A data block
━━━━━━━━━━

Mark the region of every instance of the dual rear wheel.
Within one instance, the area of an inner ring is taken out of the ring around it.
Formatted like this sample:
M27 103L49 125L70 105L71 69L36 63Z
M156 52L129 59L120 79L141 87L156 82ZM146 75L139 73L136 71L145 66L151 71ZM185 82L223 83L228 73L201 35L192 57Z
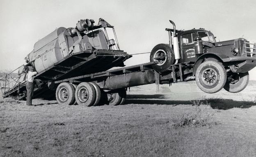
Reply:
M58 103L66 105L91 106L105 103L116 106L123 104L126 96L124 88L105 93L94 82L82 82L78 85L63 82L59 85L56 92Z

━━━━━━━━━━

Copy every entry above line for line, leaving out the pictures.

Mark the region of every instance of the dual rear wheel.
Within one instance, the area of an inner ring is taken out of the ring around it.
Formatted like this sample:
M27 103L49 125L70 105L71 69L36 63Z
M156 52L129 59L120 79L141 87L156 82ZM146 75L139 73L136 71L145 66L151 71ZM185 82L223 83L228 73L201 35L192 57Z
Reply:
M58 103L66 105L91 106L105 103L116 106L123 104L126 96L124 88L105 93L94 82L82 82L78 85L63 82L59 85L56 92Z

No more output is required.